• Exercise goal:
Reproduce the records below line for line, without altering a single character.

• Input:
=======

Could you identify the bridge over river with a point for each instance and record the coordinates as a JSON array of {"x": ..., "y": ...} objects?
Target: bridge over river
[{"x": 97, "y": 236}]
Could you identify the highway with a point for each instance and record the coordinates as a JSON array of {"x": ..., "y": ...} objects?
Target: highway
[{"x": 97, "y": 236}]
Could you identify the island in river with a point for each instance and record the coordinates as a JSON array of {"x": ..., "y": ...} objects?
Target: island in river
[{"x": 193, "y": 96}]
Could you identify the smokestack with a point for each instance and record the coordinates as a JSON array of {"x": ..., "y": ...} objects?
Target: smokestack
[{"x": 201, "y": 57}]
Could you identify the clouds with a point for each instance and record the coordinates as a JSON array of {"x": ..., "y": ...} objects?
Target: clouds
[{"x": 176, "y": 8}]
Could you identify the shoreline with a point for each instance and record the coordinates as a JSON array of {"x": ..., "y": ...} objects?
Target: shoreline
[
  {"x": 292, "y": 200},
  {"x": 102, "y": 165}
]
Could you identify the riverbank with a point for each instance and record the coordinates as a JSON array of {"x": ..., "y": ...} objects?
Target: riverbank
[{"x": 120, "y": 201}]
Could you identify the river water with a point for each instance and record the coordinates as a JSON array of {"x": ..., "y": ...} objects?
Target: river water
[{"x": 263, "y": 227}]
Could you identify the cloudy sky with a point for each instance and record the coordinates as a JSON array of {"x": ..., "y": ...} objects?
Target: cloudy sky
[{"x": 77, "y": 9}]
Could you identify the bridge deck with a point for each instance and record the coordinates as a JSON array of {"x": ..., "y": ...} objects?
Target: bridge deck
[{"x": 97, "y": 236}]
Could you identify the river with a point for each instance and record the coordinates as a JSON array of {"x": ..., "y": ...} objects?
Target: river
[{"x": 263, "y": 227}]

=======

• Answer to the problem:
Could you identify the bridge over river with a point for each instance and record the coordinates as a JSON array of {"x": ..., "y": ...} objects?
Target: bridge over river
[{"x": 97, "y": 236}]
Could you identify the highway with a point for each instance and record the coordinates as a JSON array of {"x": ..., "y": ...} objects?
Target: highway
[{"x": 97, "y": 236}]
Could you identify the island in river with a point for each instance and record the coordinates as a JSON array of {"x": ..., "y": ...} objects?
Target: island in river
[{"x": 193, "y": 96}]
Could you identify the smokestack with a point for each instance and record the coordinates as a JSON array of {"x": ..., "y": ...} objects?
Target: smokestack
[{"x": 201, "y": 57}]
Could you identify the clouds with a point for each instance and record the coordinates as a JSON array of {"x": ..., "y": ...} objects?
Target: clouds
[{"x": 176, "y": 8}]
Could you identify the shoreline with a point for each instance and record the coordinates as a JSON array of {"x": ..., "y": ...} objects?
Target: shoreline
[
  {"x": 292, "y": 200},
  {"x": 102, "y": 165}
]
Could you identify the riverbank with a point for each instance and record the coordinates as a JSON array of {"x": ..., "y": ...} objects?
Target: riverbank
[{"x": 120, "y": 201}]
Could you identify the river water with a point for each instance and record the coordinates as a JSON array of {"x": ..., "y": ...} objects?
Target: river water
[{"x": 263, "y": 227}]
Could you identify the cloudy sky with a point for each instance and record the coordinates as a JSON array of {"x": ..., "y": ...} objects?
Target: cloudy sky
[{"x": 77, "y": 9}]
Could you identify the bridge deck with a point for each instance and record the coordinates as a JSON array of {"x": ..., "y": ...} objects?
Target: bridge deck
[{"x": 97, "y": 236}]
Could you identify the river with a point for each instance and record the coordinates as a JSON array of {"x": ..., "y": ...} objects?
Target: river
[{"x": 263, "y": 227}]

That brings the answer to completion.